What is needed
Put every line of the items below into a numbered list, skipping blank lines and leaving the pictures out.
[START OF Excerpted records]
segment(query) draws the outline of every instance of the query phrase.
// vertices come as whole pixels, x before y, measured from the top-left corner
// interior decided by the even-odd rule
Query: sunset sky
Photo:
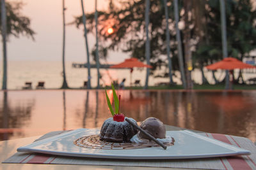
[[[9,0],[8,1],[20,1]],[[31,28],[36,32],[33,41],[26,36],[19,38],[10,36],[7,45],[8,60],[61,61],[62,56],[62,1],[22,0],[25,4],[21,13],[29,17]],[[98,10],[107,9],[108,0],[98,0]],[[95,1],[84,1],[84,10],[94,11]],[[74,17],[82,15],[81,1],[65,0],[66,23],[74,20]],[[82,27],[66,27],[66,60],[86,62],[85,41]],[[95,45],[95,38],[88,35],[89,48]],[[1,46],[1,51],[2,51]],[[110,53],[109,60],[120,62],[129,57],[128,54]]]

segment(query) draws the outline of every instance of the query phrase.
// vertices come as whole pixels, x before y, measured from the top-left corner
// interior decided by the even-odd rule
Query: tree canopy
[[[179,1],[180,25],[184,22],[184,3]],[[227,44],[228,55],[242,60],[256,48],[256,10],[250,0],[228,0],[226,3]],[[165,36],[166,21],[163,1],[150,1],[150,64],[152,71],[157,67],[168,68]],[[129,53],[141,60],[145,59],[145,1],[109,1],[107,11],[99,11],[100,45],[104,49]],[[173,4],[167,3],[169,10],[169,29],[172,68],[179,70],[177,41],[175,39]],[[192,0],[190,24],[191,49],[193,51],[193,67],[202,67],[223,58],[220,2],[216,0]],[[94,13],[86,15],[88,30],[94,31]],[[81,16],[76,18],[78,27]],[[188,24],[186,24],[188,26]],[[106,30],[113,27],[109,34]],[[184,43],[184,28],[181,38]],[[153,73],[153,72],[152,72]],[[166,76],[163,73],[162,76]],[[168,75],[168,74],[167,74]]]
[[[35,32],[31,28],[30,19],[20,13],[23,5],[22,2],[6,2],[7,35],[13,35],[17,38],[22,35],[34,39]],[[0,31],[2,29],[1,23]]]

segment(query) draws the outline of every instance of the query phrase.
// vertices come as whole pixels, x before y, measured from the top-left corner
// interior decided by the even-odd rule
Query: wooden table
[END OF Excerpted records]
Full solution
1. segment(query) draws the outline of every instance of the query phrase.
2. // vertices come as whole pixels, x before y, measured from the top-left corner
3. // interior decided by the even-odd rule
4. Query: sunset sky
5. Photo:
6. [[[9,0],[8,1],[20,1]],[[31,28],[36,32],[33,41],[26,36],[19,38],[10,36],[7,45],[8,60],[61,61],[62,56],[62,1],[22,0],[25,4],[21,13],[29,17]],[[98,10],[107,9],[108,0],[98,0]],[[95,1],[84,1],[84,10],[94,11]],[[74,17],[82,15],[81,1],[65,0],[66,23],[74,20]],[[82,27],[66,27],[66,60],[86,62],[85,41]],[[95,45],[95,38],[88,35],[89,48]],[[1,46],[1,51],[2,51]],[[110,53],[109,60],[120,62],[129,57],[128,54]]]
7. segment(query) draws the outline of every instance of the query phrase.
8. // vertices come as whole pixels, x before y, measured from the top-left corner
9. // interior decided by the even-odd rule
10. Query: tree canopy
11. [[[179,1],[180,25],[184,22],[184,3]],[[227,44],[228,55],[242,60],[256,48],[256,10],[250,0],[228,0],[226,3]],[[165,36],[166,21],[163,1],[150,1],[150,64],[152,71],[157,67],[168,68]],[[129,53],[141,60],[145,59],[145,1],[109,1],[107,11],[99,11],[100,45],[104,49]],[[173,4],[167,3],[169,10],[169,29],[172,68],[179,70],[177,41],[175,39]],[[192,0],[190,24],[191,49],[193,51],[193,67],[202,67],[223,58],[220,2],[216,0]],[[94,13],[86,15],[88,30],[94,31]],[[81,16],[76,18],[78,27]],[[188,24],[186,24],[188,26]],[[106,30],[113,27],[109,34]],[[184,43],[184,28],[181,38]],[[153,73],[153,72],[152,72]],[[166,76],[163,73],[162,76]],[[168,75],[168,74],[167,74]]]
12. [[[35,32],[31,28],[30,19],[20,13],[23,5],[22,2],[6,2],[7,35],[13,35],[17,38],[22,35],[34,39]],[[0,31],[2,29],[1,23]]]
13. segment(query) draws the outline of every instance of the query phrase.
14. // vertices come as whole pixels, x before y, measured from the top-left corner
15. // interior decided by the even-odd rule
16. Query: wooden table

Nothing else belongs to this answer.